By early afternoon, the scent of thousands of lilies and roses floated in the air outside Buckingham Palace. But the pilgrims kept arriving, bearing still more bouquets and notes of endearment addressed to the only queen most have ever known.
The scene outside the wrought iron gates was just as Nick French expected. But when he left a London hospital Friday, still shaky 10 days after surgery for prostate cancer, there was no question he would join them. Setting out on foot for an hour-long walk across the city, French searched through seven mostly sold-out florist’s shops until his arms were filled with blossoms of crimson and cream, pink and purple.
“I felt the need to come right down here,” said the 50-year-old social services consultant from nearby Kent, standing behind a police barricade. True, Elizabeth II, born to royalty and bound by duty, had lived a life of palaces and pomp. But in the queen's decades of steadfast stewardship, French said, an ordinary man had found an inspiration and kindred soul.
Elizabeth’s life, “brings me hope because the queen was always an incredibly charitable person, a decent person even in the face of great adversity,” he said, “And that gives me a role model to try and move on in my own life, post-cancer.”

Phrase grounding data
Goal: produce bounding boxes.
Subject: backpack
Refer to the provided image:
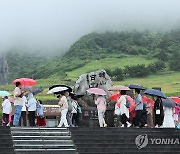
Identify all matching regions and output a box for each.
[125,96,130,108]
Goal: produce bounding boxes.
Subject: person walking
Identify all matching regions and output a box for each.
[13,82,25,126]
[57,91,69,127]
[154,96,164,128]
[117,90,131,127]
[71,96,80,127]
[146,101,154,128]
[162,106,175,128]
[2,96,12,126]
[134,89,145,127]
[36,100,46,126]
[95,95,107,127]
[19,96,28,126]
[27,93,37,126]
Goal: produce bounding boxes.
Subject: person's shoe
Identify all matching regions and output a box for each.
[155,125,158,128]
[6,122,10,126]
[127,122,131,127]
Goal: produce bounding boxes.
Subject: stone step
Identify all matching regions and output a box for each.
[14,144,75,150]
[77,147,179,154]
[13,135,71,140]
[15,149,78,154]
[14,139,73,145]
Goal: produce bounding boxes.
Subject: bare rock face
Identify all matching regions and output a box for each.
[74,70,112,106]
[0,53,8,84]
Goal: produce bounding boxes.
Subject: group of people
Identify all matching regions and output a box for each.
[57,91,82,127]
[2,82,46,126]
[2,82,180,128]
[112,89,180,128]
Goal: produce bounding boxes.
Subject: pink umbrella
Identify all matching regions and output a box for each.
[86,88,106,95]
[8,97,14,103]
[13,78,36,86]
[126,95,135,112]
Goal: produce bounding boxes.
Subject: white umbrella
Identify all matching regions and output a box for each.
[47,87,68,94]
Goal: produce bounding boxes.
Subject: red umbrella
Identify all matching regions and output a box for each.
[142,96,155,107]
[86,88,106,95]
[170,97,180,103]
[13,78,36,86]
[126,95,135,112]
[109,93,121,101]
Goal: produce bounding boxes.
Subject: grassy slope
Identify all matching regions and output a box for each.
[114,72,180,96]
[67,56,155,79]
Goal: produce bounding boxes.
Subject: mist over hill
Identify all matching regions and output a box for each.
[0,29,180,82]
[0,0,180,56]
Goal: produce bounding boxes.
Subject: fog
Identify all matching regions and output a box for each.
[0,0,180,53]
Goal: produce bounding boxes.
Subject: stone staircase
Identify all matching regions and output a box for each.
[0,126,15,154]
[11,127,77,154]
[70,128,180,154]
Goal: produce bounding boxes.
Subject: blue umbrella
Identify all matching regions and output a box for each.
[0,91,11,97]
[144,89,166,99]
[127,84,146,90]
[162,98,176,107]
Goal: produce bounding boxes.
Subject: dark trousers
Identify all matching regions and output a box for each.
[121,114,128,127]
[3,113,9,125]
[19,111,27,126]
[29,111,35,126]
[72,113,79,126]
[134,110,145,127]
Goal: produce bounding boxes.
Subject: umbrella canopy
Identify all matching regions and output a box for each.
[128,84,146,90]
[142,96,155,107]
[0,91,11,97]
[144,89,166,99]
[69,92,84,98]
[162,98,176,107]
[126,95,135,112]
[170,97,180,103]
[49,84,72,92]
[8,97,14,103]
[13,78,37,86]
[47,87,68,94]
[109,93,121,101]
[108,85,131,91]
[86,88,106,95]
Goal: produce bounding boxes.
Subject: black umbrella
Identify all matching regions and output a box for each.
[127,84,146,90]
[162,98,176,107]
[144,89,166,99]
[49,84,72,92]
[69,92,84,98]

## TASK INSTRUCTIONS
#1 In the passage about mourners outside Buckingham Palace, how many florist's shops did Nick French search through?
#2 Reproduce the portion of the Buckingham Palace passage that opens with the words containing "The scene outside" and closes with "and kindred soul.".

## WRITTEN RESPONSES
#1 He searched through seven mostly sold-out florist's shops.

#2
The scene outside the wrought iron gates was just as Nick French expected. But when he left a London hospital Friday, still shaky 10 days after surgery for prostate cancer, there was no question he would join them. Setting out on foot for an hour-long walk across the city, French searched through seven mostly sold-out florist’s shops until his arms were filled with blossoms of crimson and cream, pink and purple.
“I felt the need to come right down here,” said the 50-year-old social services consultant from nearby Kent, standing behind a police barricade. True, Elizabeth II, born to royalty and bound by duty, had lived a life of palaces and pomp. But in the queen's decades of steadfast stewardship, French said, an ordinary man had found an inspiration and kindred soul.